Problem details
Everything from the line containing "the asphalt road?" through the last line of the records below should be printed exactly, please, and nothing else.

Provided entries
┌──

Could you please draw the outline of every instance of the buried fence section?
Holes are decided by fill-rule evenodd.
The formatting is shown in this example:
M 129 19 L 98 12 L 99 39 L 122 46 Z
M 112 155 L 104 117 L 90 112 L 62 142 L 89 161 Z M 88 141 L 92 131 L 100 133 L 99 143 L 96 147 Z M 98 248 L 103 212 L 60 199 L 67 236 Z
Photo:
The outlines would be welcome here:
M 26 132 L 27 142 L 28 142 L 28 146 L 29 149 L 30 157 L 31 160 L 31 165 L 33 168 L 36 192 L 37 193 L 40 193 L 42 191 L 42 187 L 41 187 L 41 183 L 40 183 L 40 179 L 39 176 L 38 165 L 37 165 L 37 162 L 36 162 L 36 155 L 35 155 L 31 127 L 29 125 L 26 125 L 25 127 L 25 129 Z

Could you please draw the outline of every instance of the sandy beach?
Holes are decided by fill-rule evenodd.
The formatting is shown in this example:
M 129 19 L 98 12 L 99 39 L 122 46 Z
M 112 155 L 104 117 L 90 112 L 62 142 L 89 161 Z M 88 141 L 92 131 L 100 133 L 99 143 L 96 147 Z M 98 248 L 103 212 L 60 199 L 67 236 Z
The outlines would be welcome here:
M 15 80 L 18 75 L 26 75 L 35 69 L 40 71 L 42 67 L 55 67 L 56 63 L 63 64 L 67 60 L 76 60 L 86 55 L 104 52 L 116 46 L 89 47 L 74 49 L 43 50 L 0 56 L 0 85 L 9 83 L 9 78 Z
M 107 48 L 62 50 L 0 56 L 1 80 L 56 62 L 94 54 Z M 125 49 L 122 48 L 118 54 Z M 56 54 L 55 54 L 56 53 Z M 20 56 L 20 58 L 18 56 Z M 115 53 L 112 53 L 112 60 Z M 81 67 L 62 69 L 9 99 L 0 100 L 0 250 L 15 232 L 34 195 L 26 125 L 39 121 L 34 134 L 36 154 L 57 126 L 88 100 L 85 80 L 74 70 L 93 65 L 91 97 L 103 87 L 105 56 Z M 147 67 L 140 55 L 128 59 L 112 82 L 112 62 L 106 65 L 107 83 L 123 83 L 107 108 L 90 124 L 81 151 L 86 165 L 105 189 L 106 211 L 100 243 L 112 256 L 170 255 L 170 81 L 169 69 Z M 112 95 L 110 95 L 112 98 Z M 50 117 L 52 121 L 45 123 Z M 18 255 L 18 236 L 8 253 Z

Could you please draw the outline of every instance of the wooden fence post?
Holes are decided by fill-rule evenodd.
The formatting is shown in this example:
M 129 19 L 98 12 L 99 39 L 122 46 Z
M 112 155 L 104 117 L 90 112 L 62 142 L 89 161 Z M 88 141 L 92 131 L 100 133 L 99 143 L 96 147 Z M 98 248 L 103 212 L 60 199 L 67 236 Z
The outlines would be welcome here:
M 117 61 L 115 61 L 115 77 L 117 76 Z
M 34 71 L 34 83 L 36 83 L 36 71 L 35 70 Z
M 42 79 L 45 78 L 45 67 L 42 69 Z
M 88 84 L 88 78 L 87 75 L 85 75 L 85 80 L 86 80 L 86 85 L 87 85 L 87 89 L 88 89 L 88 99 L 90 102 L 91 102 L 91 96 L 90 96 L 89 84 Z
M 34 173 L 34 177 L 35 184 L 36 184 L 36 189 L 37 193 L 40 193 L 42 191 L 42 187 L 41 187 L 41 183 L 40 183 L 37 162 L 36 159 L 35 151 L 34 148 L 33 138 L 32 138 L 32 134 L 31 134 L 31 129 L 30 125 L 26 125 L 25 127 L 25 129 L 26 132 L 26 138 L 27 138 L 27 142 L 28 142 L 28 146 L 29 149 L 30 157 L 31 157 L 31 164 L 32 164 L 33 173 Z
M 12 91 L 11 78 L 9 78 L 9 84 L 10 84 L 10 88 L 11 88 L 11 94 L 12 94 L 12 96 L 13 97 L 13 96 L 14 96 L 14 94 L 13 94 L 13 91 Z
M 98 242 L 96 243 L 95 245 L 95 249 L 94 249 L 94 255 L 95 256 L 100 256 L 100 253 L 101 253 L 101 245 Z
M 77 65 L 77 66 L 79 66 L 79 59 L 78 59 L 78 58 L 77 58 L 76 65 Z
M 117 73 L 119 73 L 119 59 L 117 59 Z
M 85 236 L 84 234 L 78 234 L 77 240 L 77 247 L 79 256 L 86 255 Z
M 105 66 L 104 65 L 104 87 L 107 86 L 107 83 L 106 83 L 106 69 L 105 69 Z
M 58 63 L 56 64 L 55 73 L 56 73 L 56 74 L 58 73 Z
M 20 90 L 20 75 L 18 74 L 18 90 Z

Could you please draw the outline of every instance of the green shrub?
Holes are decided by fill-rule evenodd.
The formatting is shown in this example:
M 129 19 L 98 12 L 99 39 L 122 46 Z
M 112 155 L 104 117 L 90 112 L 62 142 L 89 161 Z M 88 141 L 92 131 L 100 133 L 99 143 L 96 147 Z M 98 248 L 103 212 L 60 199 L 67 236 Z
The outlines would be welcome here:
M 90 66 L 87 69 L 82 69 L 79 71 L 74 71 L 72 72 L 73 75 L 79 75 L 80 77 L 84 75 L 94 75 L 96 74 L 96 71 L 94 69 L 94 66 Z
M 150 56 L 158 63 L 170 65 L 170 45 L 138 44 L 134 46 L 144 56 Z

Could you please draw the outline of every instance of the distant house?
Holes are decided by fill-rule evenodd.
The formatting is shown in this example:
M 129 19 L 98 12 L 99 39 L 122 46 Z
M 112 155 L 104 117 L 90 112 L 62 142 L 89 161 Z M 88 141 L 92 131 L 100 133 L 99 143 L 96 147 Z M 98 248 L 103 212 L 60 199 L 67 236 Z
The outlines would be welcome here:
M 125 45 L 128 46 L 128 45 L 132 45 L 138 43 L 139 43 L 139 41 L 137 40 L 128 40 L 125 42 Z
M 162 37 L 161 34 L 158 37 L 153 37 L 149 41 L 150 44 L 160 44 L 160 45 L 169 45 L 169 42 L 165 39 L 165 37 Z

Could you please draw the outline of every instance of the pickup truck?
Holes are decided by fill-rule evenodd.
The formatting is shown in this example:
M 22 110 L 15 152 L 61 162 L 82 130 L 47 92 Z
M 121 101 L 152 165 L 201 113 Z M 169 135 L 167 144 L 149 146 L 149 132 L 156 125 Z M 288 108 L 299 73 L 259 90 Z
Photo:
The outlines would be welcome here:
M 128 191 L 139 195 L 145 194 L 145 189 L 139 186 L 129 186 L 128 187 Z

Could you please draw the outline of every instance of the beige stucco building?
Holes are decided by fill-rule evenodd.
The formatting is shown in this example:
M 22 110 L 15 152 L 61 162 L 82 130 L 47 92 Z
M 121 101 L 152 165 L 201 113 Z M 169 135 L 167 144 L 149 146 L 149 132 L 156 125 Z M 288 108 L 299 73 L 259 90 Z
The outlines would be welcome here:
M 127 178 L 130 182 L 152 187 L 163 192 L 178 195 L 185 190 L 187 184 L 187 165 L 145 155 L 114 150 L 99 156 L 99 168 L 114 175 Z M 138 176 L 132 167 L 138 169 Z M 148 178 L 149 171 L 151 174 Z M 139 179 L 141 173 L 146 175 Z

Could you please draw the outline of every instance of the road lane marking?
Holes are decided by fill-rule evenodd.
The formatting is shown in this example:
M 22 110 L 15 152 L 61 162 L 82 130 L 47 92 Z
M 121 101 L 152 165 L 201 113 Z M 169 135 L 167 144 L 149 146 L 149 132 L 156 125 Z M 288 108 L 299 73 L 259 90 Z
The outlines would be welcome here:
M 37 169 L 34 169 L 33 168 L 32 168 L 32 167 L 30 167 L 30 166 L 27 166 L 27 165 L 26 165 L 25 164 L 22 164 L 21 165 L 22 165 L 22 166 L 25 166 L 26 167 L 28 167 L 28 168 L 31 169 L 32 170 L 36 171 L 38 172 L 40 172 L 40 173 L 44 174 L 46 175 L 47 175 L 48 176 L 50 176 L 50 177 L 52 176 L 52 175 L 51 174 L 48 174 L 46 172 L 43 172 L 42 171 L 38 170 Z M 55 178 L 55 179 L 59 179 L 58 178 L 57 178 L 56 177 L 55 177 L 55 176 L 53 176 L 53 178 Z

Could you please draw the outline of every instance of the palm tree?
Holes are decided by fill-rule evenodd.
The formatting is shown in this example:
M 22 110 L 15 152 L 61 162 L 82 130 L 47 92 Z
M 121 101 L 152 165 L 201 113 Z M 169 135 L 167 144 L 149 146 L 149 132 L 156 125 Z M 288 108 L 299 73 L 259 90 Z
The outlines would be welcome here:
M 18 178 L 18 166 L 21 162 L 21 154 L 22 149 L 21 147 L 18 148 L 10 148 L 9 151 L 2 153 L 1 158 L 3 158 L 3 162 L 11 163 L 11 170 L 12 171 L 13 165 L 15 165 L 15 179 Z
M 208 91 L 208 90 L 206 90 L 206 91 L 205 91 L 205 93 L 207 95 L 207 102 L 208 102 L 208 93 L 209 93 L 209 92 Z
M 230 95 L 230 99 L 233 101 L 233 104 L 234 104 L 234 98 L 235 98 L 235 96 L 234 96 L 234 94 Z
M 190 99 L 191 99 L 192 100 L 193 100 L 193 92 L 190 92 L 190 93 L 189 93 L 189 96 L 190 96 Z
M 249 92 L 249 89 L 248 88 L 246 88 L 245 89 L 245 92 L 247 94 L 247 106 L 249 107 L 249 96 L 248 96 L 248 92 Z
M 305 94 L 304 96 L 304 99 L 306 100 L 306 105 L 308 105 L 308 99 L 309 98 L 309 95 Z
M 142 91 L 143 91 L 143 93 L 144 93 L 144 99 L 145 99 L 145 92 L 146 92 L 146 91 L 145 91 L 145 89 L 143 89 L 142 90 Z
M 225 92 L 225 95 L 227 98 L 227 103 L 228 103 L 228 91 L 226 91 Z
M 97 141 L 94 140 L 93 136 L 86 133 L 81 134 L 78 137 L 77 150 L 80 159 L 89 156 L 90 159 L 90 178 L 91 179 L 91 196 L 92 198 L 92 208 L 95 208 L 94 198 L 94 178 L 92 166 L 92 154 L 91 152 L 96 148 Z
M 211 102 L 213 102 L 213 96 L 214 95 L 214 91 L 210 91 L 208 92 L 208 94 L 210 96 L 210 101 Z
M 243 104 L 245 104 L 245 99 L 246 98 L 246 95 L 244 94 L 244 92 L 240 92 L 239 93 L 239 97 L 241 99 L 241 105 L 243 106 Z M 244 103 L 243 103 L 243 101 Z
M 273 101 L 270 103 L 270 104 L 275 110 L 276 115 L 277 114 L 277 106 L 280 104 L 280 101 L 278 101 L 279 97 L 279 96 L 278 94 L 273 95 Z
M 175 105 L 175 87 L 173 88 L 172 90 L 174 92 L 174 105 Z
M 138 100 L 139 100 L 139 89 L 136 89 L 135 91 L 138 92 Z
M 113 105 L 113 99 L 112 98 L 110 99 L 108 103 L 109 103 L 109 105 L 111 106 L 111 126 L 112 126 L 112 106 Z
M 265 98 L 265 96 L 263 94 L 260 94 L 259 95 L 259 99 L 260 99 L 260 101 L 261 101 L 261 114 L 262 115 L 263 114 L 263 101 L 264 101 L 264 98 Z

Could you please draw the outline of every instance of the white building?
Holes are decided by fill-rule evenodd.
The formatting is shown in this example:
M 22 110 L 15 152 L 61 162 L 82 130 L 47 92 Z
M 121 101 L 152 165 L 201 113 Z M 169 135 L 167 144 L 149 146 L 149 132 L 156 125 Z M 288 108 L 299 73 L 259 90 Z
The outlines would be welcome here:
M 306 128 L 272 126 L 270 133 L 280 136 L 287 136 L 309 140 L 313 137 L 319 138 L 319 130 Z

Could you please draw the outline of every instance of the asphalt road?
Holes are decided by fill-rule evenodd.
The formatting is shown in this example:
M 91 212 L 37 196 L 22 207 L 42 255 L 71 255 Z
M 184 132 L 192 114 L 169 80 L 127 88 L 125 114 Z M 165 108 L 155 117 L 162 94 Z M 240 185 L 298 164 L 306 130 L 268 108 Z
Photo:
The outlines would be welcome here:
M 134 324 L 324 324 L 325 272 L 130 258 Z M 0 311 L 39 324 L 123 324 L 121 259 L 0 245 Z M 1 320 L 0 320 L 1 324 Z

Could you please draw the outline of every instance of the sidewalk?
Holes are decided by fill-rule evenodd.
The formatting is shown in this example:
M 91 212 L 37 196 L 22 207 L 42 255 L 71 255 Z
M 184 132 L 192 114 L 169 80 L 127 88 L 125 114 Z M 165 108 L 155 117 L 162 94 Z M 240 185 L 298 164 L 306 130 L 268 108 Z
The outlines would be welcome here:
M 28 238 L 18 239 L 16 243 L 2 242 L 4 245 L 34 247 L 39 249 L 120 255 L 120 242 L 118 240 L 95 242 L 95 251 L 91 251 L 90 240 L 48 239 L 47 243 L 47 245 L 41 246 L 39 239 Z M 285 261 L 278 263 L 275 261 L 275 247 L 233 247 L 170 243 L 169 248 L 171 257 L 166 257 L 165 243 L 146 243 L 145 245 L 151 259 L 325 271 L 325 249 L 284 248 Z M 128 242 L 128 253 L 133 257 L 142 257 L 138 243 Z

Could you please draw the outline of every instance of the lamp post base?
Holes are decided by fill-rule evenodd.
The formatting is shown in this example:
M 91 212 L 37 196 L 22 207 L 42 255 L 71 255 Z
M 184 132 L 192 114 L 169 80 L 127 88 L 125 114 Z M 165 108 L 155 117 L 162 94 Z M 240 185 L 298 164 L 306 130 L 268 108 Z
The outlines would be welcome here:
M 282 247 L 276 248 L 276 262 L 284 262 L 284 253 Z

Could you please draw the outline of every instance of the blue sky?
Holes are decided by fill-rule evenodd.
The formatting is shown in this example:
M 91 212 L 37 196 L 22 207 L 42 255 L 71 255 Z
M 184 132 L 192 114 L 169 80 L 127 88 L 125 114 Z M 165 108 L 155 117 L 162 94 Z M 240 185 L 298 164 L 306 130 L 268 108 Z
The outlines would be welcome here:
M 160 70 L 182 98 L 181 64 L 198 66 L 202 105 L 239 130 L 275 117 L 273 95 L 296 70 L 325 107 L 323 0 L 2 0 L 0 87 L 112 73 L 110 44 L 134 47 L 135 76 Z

└──

Task result
Could you please draw the outline of every instance of the asphalt road?
Holes are decided by fill-rule evenodd.
The formatting is shown in this example:
M 91 212 L 37 196 L 22 207 L 42 255 L 71 255 Z
M 184 132 L 192 114 L 169 80 L 127 88 L 125 114 Z M 165 108 L 155 117 L 162 94 Z M 240 185 L 298 164 L 306 130 L 268 108 Z
Photo:
The outlines would be welcome here:
M 134 324 L 324 324 L 325 272 L 130 258 Z M 0 311 L 39 324 L 123 324 L 121 259 L 0 245 Z M 1 320 L 0 320 L 1 324 Z

Could you please draw the outline of every instance of the sidewalk?
Holes are decided by fill-rule evenodd.
The formatting is shown in this example:
M 91 212 L 37 196 L 22 207 L 42 255 L 71 255 Z
M 184 132 L 192 114 L 169 80 L 127 88 L 125 114 Z M 165 108 L 155 117 L 162 94 Z M 240 185 L 298 164 L 306 130 L 268 108 Z
The outlines would be welcome here:
M 28 238 L 18 239 L 16 243 L 2 242 L 4 245 L 34 247 L 39 249 L 120 255 L 120 242 L 118 240 L 95 242 L 95 251 L 91 251 L 90 240 L 48 239 L 47 243 L 47 245 L 41 246 L 39 239 Z M 285 261 L 278 263 L 275 261 L 275 247 L 233 247 L 170 243 L 169 248 L 171 257 L 166 257 L 165 243 L 146 243 L 145 245 L 151 259 L 325 271 L 325 249 L 284 248 Z M 128 242 L 128 253 L 133 257 L 142 257 L 138 243 Z

Could you please draw the outline of every instance of the lamp post base?
Holes are decided by fill-rule evenodd.
The formatting is shown in this example:
M 91 212 L 37 196 L 22 207 L 42 255 L 71 255 Z
M 184 132 L 192 114 L 169 80 L 127 88 L 125 114 Z M 165 108 L 155 117 L 162 94 Z M 240 185 L 298 164 L 306 130 L 268 108 Z
The outlines would be welcome here:
M 282 247 L 276 248 L 276 262 L 284 262 L 284 253 Z

Could you please draw the outline of every instance of the blue sky?
Holes are decided by fill-rule evenodd.
The formatting is shown in this example:
M 91 212 L 37 196 L 22 207 L 42 255 L 71 255 Z
M 184 132 L 192 114 L 169 80 L 127 88 L 125 114 Z M 165 108 L 155 117 L 162 94 Z M 240 185 L 298 164 L 306 130 L 268 108 Z
The outlines would be welcome here:
M 160 70 L 182 98 L 181 64 L 198 66 L 202 105 L 239 130 L 275 117 L 273 95 L 296 70 L 325 107 L 323 0 L 2 0 L 0 87 L 112 73 L 110 44 L 134 47 L 135 76 Z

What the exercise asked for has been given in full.